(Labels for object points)
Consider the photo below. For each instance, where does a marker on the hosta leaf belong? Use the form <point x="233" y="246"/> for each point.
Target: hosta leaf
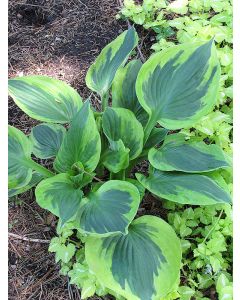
<point x="121" y="124"/>
<point x="81" y="143"/>
<point x="101" y="74"/>
<point x="144" y="264"/>
<point x="36" y="178"/>
<point x="195" y="189"/>
<point x="110" y="209"/>
<point x="59" y="195"/>
<point x="177" y="86"/>
<point x="19" y="154"/>
<point x="139" y="186"/>
<point x="44" y="98"/>
<point x="124" y="92"/>
<point x="116" y="158"/>
<point x="156" y="136"/>
<point x="176" y="154"/>
<point x="47" y="139"/>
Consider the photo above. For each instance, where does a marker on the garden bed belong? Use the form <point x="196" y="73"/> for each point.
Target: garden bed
<point x="61" y="40"/>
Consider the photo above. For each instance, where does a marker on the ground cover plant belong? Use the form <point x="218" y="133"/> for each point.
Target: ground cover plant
<point x="175" y="22"/>
<point x="102" y="244"/>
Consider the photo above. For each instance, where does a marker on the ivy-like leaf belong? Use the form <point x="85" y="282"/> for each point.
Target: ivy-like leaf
<point x="19" y="154"/>
<point x="177" y="154"/>
<point x="124" y="92"/>
<point x="59" y="195"/>
<point x="47" y="139"/>
<point x="195" y="189"/>
<point x="121" y="124"/>
<point x="141" y="265"/>
<point x="179" y="85"/>
<point x="81" y="143"/>
<point x="110" y="209"/>
<point x="45" y="99"/>
<point x="101" y="74"/>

REQUIREMENT: Format every line of the rows above as a numbered list, skipping blank lines. Leave out the pictures.

RESPONSE:
1. Consider the photo below. For each instance, where does a marker on the hosta leaf belong? Use the form <point x="233" y="246"/> for each point.
2. Target: hosta leaf
3. <point x="121" y="124"/>
4. <point x="81" y="143"/>
5. <point x="101" y="74"/>
6. <point x="144" y="264"/>
7. <point x="36" y="178"/>
8. <point x="195" y="189"/>
9. <point x="110" y="209"/>
10. <point x="59" y="195"/>
11. <point x="177" y="86"/>
12. <point x="19" y="154"/>
13. <point x="139" y="186"/>
14. <point x="44" y="98"/>
15. <point x="124" y="92"/>
16. <point x="116" y="158"/>
17. <point x="156" y="136"/>
18. <point x="176" y="154"/>
19. <point x="47" y="139"/>
20. Consider the photo above. For each instance, where does a marker on the garden bed belong? Use the form <point x="196" y="73"/> for each point.
21. Target: garden bed
22. <point x="61" y="40"/>
23. Consider the photo above. For each instance, where does a marker on the ground cover plant belong? Use the form <point x="218" y="133"/> for each point.
24. Target: ground cover plant
25. <point x="175" y="22"/>
26. <point x="102" y="244"/>
27. Consider the photo above. For each instance, where does a marker on the ivy-like leaf belong? Use the form <point x="85" y="282"/> for each point.
28. Target: ivy-like leaf
29. <point x="19" y="154"/>
30. <point x="177" y="154"/>
31. <point x="124" y="92"/>
32. <point x="59" y="195"/>
33. <point x="47" y="139"/>
34. <point x="195" y="189"/>
35. <point x="121" y="124"/>
36. <point x="141" y="265"/>
37. <point x="179" y="85"/>
38. <point x="81" y="143"/>
39. <point x="110" y="209"/>
40. <point x="45" y="99"/>
41. <point x="101" y="74"/>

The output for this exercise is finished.